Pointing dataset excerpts
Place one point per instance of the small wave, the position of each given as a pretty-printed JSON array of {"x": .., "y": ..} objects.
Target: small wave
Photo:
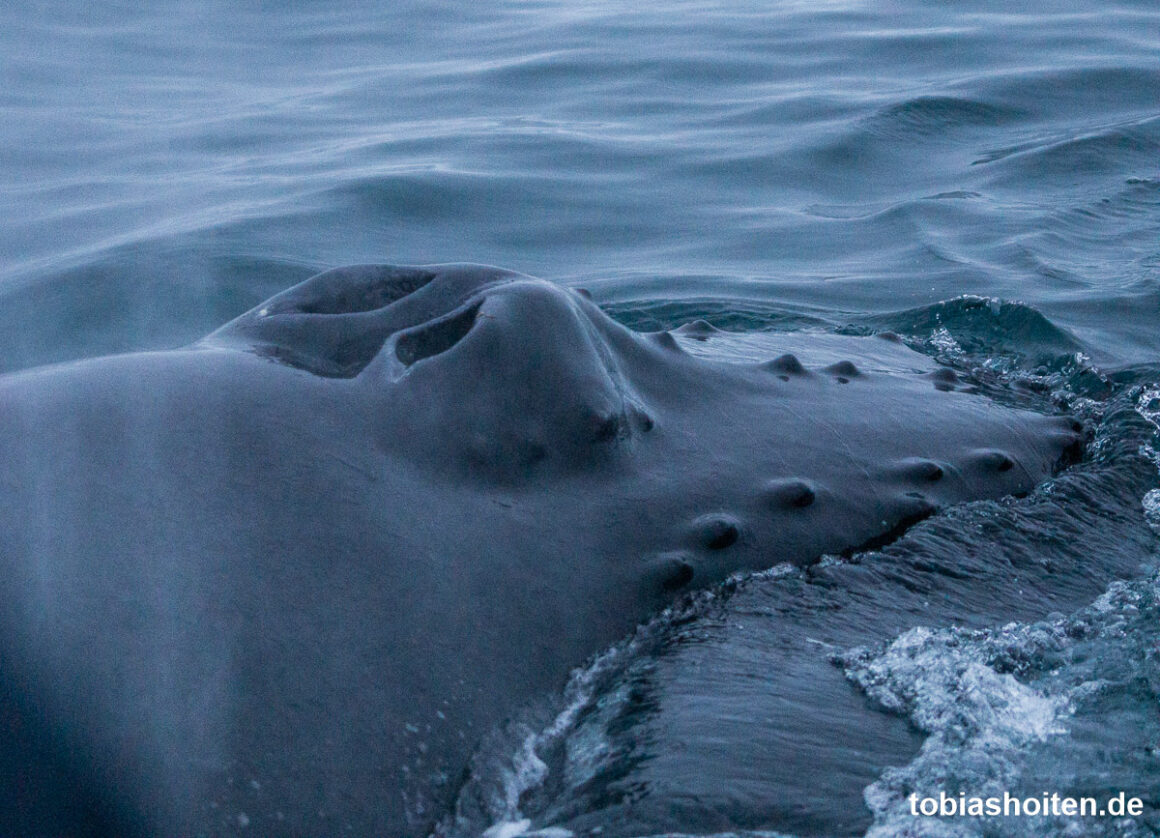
[
  {"x": 981, "y": 326},
  {"x": 925, "y": 116},
  {"x": 1027, "y": 709}
]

▶ _WRITTEN TASK_
From start to finish, output the listing exactly, but omit its pictures.

▶ _REPLY TO THE TASK_
Place one point per instance of the small wave, the position of each given as a pretty-printed JSON array of {"x": .., "y": ..} objects.
Target: small wave
Photo:
[
  {"x": 981, "y": 326},
  {"x": 925, "y": 116},
  {"x": 1027, "y": 709}
]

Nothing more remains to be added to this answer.